Written tasks:
1. Copy the passage of the text on prison MP3 players between "In an innovative" and "service’s coverage population.", inclusive.
2. Answer these questions from the text on prison MP3 players:
(a) Which company holds the federal contract that provides the system?
(b) What does the SanDisk 8GB Clip+ cost at an institution's commissary?
(c) For how many minutes per day may an MP3 player owner browse music selections?

Text:
* * *

By Christopher Zoukis

In an innovative move by the Federal Bureau of Prisons (BOP), federal inmates are now allowed to purchase MP3 players from their institution’s commissary and individual MP3 files through their housing unit’s Trust Fund Limited Inmate Communication System (TRULINCS) computers.  This system is offered via a federal contract with Advanced Technologies Group (ATG) and has now been implemented system-wide in federal prisons.  Private contract prisons which house federal prisoners (e.g., Corrections Corporation of America and the GEO Group) are not included in this service’s coverage population. 

Inmates may purchase from their institution’s commissary a SanDisk 8GB Clip+ for the price of $69.20.  These MP3 players, which have been modified to not allow for voice recording or the use of the micro SD slot, hold around 1,800 songs, contain a rechargeable battery, a FM radio, a built-on plastic clip, and come equipped with earbud style headphones.  They are very small, only 2″ high x 1 1/4″ wide (Because of the compactness of the device, inmates tend to make holding cases which can be hung around their necks to ensure the safety of the device).

After purchase, inmates are allowed to activate the MP3 player on the TRULINCS computer system via their personal TRULINCS account.  Once activated, each MP3 player owner will be allowed to browse music selections for a maximum of 60 minutes per day (in 15-minute time intervals), listen to up to 30 music samples a day (in 30-second samples), save songs to their wish list for future purchase, and purchase songs.  Through this system inmates can also delete previously purchased songs and, therefore, delete them from their MP3 players.

* * *

Entries provided:

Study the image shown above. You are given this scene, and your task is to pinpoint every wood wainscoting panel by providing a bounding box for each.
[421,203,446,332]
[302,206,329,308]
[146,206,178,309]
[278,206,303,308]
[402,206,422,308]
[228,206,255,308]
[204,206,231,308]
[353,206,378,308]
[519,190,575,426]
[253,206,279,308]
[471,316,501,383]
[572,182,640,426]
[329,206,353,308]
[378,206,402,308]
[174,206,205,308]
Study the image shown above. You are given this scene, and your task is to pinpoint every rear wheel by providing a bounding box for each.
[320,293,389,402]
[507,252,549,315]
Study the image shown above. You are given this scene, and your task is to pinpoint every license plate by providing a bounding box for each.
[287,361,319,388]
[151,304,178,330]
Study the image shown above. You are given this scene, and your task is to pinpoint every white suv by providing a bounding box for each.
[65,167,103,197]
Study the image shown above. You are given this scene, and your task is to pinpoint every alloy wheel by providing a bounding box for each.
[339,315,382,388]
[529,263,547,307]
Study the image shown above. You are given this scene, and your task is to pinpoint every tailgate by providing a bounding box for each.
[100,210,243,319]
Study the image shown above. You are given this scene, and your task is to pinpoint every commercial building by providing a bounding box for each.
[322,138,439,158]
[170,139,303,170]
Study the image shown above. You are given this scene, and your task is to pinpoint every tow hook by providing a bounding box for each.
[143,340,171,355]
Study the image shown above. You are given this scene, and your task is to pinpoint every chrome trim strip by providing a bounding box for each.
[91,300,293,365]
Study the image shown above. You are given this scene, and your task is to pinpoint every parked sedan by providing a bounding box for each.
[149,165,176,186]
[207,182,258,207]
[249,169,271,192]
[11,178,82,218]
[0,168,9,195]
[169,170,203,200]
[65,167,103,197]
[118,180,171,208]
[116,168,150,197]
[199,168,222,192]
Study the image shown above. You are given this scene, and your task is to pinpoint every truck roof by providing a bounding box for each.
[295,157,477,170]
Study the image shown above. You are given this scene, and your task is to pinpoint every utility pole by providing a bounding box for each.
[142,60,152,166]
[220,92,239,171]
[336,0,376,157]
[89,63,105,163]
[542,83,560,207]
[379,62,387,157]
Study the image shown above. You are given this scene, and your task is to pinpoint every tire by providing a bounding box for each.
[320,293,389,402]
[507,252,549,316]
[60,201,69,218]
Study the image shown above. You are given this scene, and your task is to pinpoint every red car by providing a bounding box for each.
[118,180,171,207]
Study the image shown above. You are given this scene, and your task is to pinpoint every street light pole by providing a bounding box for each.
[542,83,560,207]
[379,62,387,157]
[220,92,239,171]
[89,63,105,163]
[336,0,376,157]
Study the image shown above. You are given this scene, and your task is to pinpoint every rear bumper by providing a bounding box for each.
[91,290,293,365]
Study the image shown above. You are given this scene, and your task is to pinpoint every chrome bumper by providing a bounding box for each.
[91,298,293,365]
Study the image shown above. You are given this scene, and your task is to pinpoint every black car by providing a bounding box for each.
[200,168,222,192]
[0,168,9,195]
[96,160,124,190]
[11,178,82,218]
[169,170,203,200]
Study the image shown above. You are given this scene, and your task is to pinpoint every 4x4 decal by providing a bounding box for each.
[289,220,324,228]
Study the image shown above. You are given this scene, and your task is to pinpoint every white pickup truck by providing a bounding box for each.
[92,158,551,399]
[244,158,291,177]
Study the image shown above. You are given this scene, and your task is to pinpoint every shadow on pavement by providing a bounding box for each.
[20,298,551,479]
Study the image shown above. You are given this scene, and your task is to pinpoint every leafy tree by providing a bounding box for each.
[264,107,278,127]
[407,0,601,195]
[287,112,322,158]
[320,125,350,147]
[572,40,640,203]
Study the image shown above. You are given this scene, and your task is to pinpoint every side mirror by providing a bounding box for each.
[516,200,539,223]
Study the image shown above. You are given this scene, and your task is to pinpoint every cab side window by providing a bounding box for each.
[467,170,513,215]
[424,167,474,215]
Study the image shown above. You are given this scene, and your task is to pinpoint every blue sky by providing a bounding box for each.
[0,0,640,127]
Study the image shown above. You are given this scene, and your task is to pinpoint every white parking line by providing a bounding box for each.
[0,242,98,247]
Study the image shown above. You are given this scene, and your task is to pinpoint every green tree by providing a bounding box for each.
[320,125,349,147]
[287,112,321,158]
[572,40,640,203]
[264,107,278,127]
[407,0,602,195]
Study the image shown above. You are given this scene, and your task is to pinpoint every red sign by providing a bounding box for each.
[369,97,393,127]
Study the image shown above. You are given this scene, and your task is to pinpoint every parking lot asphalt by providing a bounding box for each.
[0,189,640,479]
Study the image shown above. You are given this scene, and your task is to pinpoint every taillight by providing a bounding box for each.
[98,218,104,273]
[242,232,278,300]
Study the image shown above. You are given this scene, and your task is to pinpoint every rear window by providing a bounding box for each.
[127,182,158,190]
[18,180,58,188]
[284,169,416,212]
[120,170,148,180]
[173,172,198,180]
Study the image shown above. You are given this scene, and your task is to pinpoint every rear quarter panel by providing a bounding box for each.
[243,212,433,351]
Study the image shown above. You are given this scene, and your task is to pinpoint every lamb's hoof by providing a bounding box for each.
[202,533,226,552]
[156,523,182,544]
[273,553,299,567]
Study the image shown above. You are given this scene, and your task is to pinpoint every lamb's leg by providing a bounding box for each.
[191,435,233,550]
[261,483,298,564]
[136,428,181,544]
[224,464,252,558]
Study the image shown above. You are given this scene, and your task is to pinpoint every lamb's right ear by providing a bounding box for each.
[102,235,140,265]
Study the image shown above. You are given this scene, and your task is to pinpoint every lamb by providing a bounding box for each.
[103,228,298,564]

* * *

Solutions:
1.
In an innovative move by the Federal Bureau of Prisons (BOP), federal inmates are now allowed to purchase MP3 players from their institution’s commissary and individual MP3 files through their housing unit’s Trust Fund Limited Inmate Communication System (TRULINCS) computers.  This system is offered via a federal contract with Advanced Technologies Group (ATG) and has now been implemented system-wide in federal prisons.  Private contract prisons which house federal prisoners (e.g., Corrections Corporation of America and the GEO Group) are not included in this service’s coverage population.

2.
(a) Advanced Technologies Group (ATG)
(b) $69.20
(c) A maximum of 60 minutes, in 15-minute intervals